Dataset excerpts:
################

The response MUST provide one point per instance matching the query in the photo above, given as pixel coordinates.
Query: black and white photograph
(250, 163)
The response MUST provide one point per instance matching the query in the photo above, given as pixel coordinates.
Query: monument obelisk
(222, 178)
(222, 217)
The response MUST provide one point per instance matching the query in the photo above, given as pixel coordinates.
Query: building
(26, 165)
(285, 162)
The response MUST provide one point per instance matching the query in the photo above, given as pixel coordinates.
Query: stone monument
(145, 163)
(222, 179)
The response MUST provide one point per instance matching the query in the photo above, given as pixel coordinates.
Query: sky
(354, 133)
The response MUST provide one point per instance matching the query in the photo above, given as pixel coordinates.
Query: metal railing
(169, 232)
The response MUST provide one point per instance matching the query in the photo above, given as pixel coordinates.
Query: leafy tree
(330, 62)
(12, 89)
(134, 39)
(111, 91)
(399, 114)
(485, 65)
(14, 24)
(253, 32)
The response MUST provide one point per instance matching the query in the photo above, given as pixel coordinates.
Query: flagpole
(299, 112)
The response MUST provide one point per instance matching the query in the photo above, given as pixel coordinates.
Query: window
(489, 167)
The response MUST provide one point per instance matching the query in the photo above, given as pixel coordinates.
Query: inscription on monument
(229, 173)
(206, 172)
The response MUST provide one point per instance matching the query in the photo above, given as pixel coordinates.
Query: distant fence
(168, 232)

################

• **PROBLEM TO WORK ON**:
Every entry must be output again, exactly as written above.

• **SOLVED EXERCISE**:
The response MUST provide one point per instance matching the query in the photo above, given as pixel coordinates.
Query: black and white photograph
(250, 163)
The response MUST provide one point per instance matching the query in the photo above, given as pixel coordinates.
Query: monument obelisk
(222, 178)
(222, 217)
The response MUST provide one point per instance matching the query in the photo above, given as pixel coordinates.
Query: building
(26, 165)
(285, 162)
The response MUST provide one point per instance matching the query in the photo above, given as pixel coordinates.
Query: stone monument
(145, 163)
(222, 179)
The response MUST provide one point per instance matching the query in the photo above, given as pixel coordinates.
Query: sky
(354, 133)
The response MUST provide one point per instance matching the query in the photo above, given as pixel coordinates.
Query: metal railing
(169, 232)
The response MUST provide one point per instance matching the query in the photo above, given as pixel coordinates.
Query: leafy tree
(330, 62)
(12, 89)
(134, 39)
(111, 91)
(399, 114)
(485, 65)
(14, 24)
(253, 32)
The response MUST provide one point per instance matching the query in the photo above, given as pixel coordinates.
Query: flagpole
(299, 112)
The response MUST provide one point per instance matching the query in the photo above, given as pixel coordinates.
Query: window
(489, 167)
The response MUST provide one point per instance matching the query in the photo above, given as pixel coordinates.
Query: inscription on monument
(229, 173)
(206, 172)
The response MUST provide one point per instance matching the query in the photo above, given as pixel coordinates.
Query: distant fence
(168, 232)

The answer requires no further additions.